■ **Task details**
Set out exactly every line of the entries below, starting at the line that holds "of the mountain" and stopping after the line that holds "of the wire".

**** Record set ****

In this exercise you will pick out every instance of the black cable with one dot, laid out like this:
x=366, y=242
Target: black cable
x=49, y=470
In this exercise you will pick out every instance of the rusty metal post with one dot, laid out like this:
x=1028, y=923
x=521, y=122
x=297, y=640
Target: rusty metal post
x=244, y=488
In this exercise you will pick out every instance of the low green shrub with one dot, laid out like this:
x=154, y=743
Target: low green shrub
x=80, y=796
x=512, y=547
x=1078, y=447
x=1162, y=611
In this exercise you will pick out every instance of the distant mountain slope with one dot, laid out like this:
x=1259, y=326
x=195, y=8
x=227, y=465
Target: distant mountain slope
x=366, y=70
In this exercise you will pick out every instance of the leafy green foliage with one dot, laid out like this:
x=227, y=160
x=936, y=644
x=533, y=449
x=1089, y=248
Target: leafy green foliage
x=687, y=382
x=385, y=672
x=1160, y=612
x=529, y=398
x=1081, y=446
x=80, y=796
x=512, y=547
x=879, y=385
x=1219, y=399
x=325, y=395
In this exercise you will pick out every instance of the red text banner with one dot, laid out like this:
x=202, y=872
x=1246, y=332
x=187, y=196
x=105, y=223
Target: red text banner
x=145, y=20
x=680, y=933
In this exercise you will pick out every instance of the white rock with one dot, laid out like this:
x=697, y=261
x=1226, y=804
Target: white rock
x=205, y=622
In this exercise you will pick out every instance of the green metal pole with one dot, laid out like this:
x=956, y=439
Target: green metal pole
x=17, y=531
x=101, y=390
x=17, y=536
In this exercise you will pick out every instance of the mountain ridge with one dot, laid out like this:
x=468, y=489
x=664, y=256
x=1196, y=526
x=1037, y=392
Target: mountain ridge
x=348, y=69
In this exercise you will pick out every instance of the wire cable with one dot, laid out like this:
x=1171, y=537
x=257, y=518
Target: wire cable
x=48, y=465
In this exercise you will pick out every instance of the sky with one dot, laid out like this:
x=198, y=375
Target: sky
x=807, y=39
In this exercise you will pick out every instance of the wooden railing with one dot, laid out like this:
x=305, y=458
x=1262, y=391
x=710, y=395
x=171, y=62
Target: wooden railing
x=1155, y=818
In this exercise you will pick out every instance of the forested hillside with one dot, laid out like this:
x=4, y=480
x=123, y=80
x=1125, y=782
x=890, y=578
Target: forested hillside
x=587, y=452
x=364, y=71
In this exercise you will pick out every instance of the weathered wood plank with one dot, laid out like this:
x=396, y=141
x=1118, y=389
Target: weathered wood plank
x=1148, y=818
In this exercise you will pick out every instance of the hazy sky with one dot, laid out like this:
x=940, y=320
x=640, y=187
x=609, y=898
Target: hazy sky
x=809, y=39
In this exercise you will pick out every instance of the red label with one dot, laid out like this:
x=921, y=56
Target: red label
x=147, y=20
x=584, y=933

****
**** Record set ****

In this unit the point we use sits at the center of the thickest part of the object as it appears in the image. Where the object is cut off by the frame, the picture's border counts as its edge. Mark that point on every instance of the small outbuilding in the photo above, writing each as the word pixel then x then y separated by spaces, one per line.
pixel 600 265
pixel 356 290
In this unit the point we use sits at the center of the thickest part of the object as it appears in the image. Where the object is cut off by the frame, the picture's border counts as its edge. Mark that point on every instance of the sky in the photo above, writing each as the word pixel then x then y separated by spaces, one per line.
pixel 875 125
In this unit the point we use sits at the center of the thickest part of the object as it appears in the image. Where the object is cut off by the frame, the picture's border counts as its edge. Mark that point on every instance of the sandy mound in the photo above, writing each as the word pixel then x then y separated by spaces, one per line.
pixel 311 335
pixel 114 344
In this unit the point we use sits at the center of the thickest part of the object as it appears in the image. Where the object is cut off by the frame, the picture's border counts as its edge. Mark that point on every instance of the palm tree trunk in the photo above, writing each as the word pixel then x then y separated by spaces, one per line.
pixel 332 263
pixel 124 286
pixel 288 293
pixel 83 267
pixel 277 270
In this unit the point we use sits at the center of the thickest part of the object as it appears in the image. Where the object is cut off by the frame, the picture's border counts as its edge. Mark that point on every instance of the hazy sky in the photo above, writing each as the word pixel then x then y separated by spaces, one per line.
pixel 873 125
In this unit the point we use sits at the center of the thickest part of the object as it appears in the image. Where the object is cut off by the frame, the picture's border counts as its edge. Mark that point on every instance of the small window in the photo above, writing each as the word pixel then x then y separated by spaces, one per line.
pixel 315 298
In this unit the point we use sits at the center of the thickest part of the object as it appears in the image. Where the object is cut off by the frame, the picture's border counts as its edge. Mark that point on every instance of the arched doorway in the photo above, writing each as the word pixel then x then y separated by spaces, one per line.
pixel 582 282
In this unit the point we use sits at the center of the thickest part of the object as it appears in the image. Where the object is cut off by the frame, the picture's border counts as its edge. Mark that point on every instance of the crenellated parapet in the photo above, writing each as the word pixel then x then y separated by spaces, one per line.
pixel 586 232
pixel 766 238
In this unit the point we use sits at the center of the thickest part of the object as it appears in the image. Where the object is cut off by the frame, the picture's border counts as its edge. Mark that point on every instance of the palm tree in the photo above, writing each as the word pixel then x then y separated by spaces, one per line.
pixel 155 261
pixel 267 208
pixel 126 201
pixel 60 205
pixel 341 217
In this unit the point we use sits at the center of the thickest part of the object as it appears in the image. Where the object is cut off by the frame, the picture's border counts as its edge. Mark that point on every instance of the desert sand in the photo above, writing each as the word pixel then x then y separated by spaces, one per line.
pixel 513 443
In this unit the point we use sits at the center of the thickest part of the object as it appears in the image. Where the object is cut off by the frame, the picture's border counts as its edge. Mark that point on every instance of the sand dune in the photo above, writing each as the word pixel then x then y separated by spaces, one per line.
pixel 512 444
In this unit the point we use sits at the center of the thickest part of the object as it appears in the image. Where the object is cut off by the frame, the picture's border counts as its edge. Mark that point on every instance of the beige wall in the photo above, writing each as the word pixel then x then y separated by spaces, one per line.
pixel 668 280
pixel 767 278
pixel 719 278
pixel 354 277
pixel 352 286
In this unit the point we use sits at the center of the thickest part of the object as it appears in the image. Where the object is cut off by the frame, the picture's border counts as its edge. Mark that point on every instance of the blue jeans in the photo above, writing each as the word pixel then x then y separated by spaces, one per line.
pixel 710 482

****
**** Record set ****

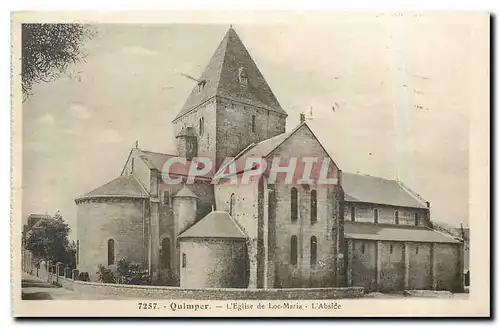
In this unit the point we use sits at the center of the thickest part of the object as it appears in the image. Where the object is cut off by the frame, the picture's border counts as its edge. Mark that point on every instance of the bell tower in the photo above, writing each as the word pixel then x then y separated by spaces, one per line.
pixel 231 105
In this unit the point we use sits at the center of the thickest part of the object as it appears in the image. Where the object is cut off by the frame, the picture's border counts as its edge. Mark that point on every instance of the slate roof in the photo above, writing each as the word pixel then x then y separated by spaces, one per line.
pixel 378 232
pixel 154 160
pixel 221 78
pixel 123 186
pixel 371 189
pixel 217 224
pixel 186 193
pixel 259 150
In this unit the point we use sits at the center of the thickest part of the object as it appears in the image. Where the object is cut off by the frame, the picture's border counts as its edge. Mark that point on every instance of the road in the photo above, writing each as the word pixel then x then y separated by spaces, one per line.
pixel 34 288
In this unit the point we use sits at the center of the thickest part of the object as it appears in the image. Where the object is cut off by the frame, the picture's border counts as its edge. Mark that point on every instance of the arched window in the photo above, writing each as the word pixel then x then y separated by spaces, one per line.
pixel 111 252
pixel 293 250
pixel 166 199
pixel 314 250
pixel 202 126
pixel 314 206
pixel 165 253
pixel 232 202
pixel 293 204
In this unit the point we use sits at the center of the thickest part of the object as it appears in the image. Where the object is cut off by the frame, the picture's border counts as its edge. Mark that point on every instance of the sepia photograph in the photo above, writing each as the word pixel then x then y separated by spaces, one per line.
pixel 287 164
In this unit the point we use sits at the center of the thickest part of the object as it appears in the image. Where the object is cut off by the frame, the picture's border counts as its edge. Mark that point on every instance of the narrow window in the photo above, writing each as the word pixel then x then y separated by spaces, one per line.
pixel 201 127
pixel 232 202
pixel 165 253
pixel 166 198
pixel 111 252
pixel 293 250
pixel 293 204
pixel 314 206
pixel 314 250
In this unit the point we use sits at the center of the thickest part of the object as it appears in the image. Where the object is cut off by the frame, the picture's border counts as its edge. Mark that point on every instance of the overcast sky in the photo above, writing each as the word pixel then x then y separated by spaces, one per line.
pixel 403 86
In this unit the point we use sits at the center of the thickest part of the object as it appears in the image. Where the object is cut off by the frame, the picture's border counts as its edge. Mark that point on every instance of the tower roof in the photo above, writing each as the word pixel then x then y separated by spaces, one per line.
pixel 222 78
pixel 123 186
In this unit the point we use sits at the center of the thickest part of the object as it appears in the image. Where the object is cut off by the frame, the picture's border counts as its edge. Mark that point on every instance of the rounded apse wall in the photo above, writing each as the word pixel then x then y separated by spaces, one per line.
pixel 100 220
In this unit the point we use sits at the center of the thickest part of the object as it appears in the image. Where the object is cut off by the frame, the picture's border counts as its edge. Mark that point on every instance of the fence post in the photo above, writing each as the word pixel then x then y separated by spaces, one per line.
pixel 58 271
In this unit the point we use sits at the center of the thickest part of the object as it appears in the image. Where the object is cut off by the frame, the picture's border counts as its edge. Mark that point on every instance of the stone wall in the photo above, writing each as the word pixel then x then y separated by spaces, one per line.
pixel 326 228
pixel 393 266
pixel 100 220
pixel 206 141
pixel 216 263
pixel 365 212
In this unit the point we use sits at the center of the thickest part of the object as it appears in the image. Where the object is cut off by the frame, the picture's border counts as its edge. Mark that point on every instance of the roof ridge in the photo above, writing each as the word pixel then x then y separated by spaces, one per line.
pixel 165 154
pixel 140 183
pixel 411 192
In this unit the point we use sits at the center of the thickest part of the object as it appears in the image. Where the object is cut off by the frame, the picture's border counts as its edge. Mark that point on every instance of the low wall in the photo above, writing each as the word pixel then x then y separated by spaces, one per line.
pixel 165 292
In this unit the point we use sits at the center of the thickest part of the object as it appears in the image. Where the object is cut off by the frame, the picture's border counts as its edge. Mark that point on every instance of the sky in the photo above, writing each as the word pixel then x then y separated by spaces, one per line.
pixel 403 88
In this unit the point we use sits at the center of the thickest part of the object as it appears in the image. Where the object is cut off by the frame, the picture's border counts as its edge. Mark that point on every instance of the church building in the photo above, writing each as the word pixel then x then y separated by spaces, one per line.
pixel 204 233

****

■ **Exercise output**
In this exercise you will pick out every instance of the mountain ridge with one dot, laid out like this:
x=468, y=489
x=664, y=256
x=1196, y=526
x=1037, y=392
Target: mountain ridge
x=348, y=69
In this exercise you will pick out every instance of the wire cable with one dot, laid out like this:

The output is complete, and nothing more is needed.